INSTRUCTION A:
Summarize the behavioral training text in two sentences.
INSTRUCTION B:
According to the behavioral training text, what three things are unique to each dog?
INSTRUCTION C:
Write the next part of the behavioral training text, picking up after its final sentence.

SOURCE EXCERPT:
* begin *

Behavioral Training

Working in larger collectives is harder than with a partner or alone. Each has their quirks; tolerance and adaptability are skills that dogs, too, need to learn. As much as I'd like universal instructions on handling situation x, that would be misleading advice. Each dog's character is unique, as are their relationships and behavior with each team member. For some, living together isn't an option. Similar to humans. But in work/training, we must come together and learn to coexist.

I postponed the previous trip when I had already harnessed the dogs. Torvi's restlessness had begun, and everyone was very tense. I saw that conflict was inevitable and I wasn't ready to deal with it.

Now, females are not in heat anymore, and we can go out experiencing less tension. Skudra and Torvi aren't friends, and they never will be. Both stand firm in their place in the pack's hierarchy, and more importantly, their status in my eyes. Thus, I play a major role in sorting out the dogs' relationships, and I've only recently started to realise this.

* end *

(Dataset entries)
* begin *

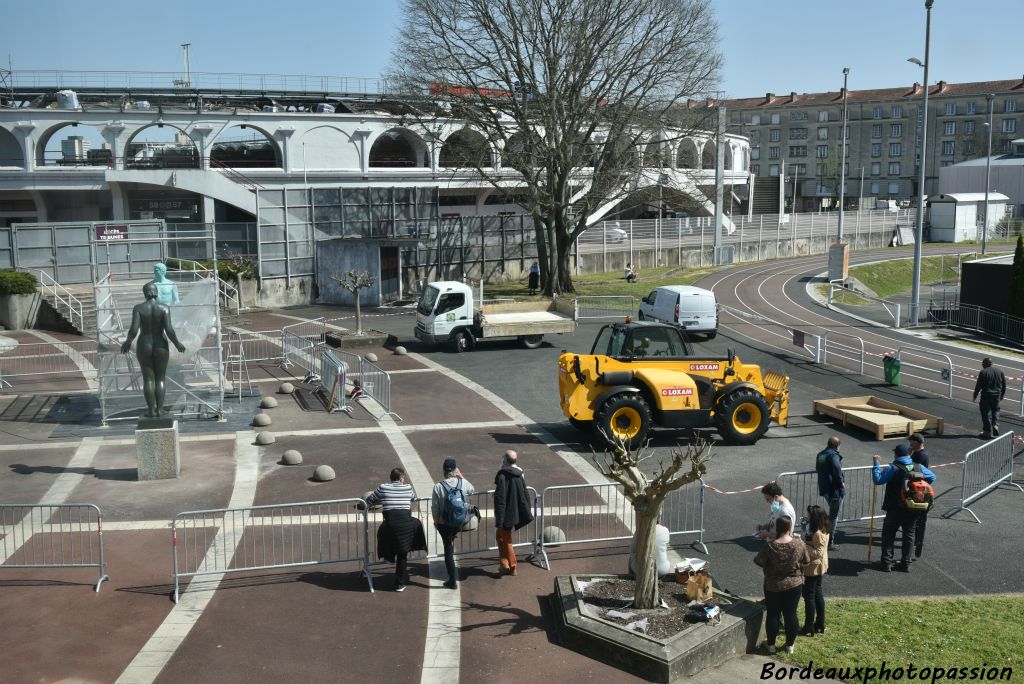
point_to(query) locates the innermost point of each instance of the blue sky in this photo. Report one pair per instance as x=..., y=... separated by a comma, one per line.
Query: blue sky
x=779, y=46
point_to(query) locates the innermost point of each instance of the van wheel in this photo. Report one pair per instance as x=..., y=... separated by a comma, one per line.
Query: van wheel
x=624, y=418
x=741, y=417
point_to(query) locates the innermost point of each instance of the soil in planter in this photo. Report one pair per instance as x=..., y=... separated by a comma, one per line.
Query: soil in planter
x=610, y=600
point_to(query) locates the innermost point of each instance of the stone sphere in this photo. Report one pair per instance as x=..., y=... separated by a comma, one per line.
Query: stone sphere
x=324, y=474
x=553, y=536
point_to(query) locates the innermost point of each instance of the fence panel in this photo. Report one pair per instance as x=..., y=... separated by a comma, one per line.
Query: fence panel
x=52, y=536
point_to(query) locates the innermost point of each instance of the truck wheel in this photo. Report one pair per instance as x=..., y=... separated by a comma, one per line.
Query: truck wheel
x=742, y=417
x=530, y=341
x=461, y=341
x=624, y=418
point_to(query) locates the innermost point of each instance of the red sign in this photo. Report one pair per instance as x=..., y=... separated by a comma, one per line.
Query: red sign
x=109, y=232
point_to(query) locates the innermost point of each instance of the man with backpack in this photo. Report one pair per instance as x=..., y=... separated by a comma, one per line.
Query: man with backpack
x=907, y=496
x=451, y=510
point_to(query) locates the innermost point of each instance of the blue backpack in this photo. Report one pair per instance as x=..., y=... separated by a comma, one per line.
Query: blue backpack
x=456, y=511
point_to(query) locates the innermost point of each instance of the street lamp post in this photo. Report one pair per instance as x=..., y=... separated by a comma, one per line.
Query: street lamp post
x=920, y=222
x=988, y=170
x=842, y=173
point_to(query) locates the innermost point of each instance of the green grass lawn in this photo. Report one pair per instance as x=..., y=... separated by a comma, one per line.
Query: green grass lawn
x=934, y=632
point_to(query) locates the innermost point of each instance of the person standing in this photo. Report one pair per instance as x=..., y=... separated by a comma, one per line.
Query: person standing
x=832, y=483
x=817, y=551
x=898, y=516
x=443, y=502
x=782, y=560
x=991, y=385
x=512, y=509
x=399, y=532
x=777, y=507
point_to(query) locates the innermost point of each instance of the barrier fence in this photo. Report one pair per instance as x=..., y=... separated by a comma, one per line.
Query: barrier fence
x=984, y=469
x=52, y=536
x=261, y=538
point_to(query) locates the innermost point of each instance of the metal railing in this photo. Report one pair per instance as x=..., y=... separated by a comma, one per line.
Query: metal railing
x=261, y=538
x=984, y=469
x=52, y=536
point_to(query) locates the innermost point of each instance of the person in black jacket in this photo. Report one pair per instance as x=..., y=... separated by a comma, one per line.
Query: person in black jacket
x=991, y=385
x=512, y=509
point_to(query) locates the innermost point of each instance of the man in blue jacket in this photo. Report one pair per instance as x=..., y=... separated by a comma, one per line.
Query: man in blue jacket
x=832, y=485
x=898, y=516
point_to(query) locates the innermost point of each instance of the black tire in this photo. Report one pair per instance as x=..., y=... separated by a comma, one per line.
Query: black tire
x=624, y=417
x=530, y=341
x=742, y=416
x=461, y=341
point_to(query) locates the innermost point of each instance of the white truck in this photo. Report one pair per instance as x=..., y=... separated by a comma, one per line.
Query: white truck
x=446, y=314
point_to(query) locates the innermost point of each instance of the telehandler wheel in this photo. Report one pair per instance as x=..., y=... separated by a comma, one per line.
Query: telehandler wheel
x=624, y=418
x=742, y=417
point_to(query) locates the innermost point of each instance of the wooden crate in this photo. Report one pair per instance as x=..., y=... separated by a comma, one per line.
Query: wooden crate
x=883, y=418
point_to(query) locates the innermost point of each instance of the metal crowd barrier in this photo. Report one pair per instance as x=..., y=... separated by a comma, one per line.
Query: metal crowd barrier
x=984, y=469
x=262, y=538
x=588, y=513
x=52, y=536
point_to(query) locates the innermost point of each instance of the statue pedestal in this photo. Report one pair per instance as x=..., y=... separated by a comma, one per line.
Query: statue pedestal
x=157, y=449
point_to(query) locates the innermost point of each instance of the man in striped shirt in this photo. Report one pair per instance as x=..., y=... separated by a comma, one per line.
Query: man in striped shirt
x=399, y=532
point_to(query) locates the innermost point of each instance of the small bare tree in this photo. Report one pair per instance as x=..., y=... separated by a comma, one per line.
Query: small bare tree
x=647, y=496
x=354, y=282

* end *

FINAL RESULT A:
Working in a larger group is harder than working with a partner or alone, because each dog's character, relationships and behavior are unique, and dogs must learn tolerance and adaptability so they can coexist in work and training. An earlier trip was postponed because Torvi's restlessness had everyone tense, but now the females are no longer in heat, and the writer has only recently realized playing a major role in sorting out the relationships of dogs like Skudra and Torvi, who will never be friends.

FINAL RESULT B:
- Its character
- Its relationships with each team member
- Its behavior with each team member

FINAL RESULT C:
I've harnessed the dogs; no one really listens except Torvi. Tomi jumps up, Skudra pulls towards Torvi, her rival. Meanwhile, Trond tries to win Skudra's sympathy and attention, which is currently focused elsewhere. While I go for the skis, Tomi decides I should come back, leading the others with me. As I turn back to the starting position, heat bursts—Skudra rushes towards Torvi, and the little one answers. Somehow a real fight doesn't start; I manage to create distance between the two, but Skudra has already gotten scratched and looks painted. I assess the dynamics, consider cancelling the trip again, and, as an option, leaving Skudra at home to ease the tension. A safe option, but for how long? I decided to go keep everyone and resolve the situations on the way—that's my task.

Other mushers will agree—the moment the anchor is pulled is one of those special moments that separates all the previous preparation and sets the tone for the journey ahead. The dogs also immediately start doing what they like best. We are on the move again.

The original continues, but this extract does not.